* [WHAT IS NEEDED]
Answer these from the build system recipe below:
(a) Which two drawbacks of traditional "burst capacity" approaches does it list?
(b) What goal does it state?
(c) In what form does the coordinator send out compilation and test work?

* [DOCUMENT EXTRACT]
Skip to content

Recipe 6: A Build System That Scales to 100 Cores in 200 Milliseconds

Situation

You have a build (or test) workload that is embarrassingly parallel:

  • compile units
  • code generation
  • lint / formatting
  • test shards

Traditional “burst capacity” approaches (VMs, containers, k8s) have non-trivial startup and teardown:

  • Seconds to minutes of overhead.
  • A cleanup problem when coordinators die mid-run.

In a lease-based system, you want:

  • acquire CPU capacity quickly
  • run work in a sandbox
  • return all resources automatically on drop or TTL expiry

The goal: make the “build farm” a transient resource graph rather than a fleet.

What You Build

A coordinator that:

  1. Leases CPU resources across multiple nodes (short TTL).
  2. Dispatches compilation/test work as WASM tasklets with fuel limits.

* [DATA PROVIDED]
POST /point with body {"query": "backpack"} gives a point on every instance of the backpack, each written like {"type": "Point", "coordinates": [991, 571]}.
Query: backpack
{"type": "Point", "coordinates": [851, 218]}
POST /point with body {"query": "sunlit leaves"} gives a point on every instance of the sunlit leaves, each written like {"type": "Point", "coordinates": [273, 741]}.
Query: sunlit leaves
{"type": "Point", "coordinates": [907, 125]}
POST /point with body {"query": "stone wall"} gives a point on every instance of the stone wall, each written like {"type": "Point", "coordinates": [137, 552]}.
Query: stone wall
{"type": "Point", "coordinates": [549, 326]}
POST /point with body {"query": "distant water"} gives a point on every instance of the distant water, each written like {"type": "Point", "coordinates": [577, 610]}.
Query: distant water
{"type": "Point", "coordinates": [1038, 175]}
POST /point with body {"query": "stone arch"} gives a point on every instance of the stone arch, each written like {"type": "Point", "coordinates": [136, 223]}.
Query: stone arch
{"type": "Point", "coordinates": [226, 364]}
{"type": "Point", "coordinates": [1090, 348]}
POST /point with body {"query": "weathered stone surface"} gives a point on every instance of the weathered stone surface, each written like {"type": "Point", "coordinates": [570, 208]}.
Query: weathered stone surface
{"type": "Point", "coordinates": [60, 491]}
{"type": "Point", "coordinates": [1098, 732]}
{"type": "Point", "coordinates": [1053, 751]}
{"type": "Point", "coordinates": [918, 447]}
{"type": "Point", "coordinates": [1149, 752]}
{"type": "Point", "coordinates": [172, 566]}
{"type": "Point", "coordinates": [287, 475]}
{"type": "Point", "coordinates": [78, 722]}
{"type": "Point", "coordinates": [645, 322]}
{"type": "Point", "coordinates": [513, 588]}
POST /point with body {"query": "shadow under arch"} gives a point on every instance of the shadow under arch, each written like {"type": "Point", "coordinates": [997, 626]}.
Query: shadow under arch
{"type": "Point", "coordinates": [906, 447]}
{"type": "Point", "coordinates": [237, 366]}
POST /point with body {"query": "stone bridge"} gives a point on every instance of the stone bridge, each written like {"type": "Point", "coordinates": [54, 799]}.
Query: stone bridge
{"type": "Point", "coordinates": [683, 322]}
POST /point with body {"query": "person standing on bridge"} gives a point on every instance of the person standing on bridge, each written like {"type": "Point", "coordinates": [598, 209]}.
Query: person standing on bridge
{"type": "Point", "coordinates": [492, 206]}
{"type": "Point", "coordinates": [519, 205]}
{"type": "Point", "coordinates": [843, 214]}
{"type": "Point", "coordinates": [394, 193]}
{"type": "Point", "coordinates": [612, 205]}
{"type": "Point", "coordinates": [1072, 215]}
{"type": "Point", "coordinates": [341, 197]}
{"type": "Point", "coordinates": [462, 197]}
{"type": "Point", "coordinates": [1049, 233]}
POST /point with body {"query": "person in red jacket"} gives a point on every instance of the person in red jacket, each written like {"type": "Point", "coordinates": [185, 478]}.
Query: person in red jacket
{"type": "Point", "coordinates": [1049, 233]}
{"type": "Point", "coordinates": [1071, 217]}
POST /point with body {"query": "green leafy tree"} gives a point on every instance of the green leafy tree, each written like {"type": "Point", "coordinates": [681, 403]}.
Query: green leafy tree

* [SOLUTION TO THIS EXERCISE]
(a) Seconds to minutes of overhead, and a cleanup problem when coordinators die mid-run.
(b) To make the "build farm" a transient resource graph rather than a fleet.
(c) As WASM tasklets with fuel limits.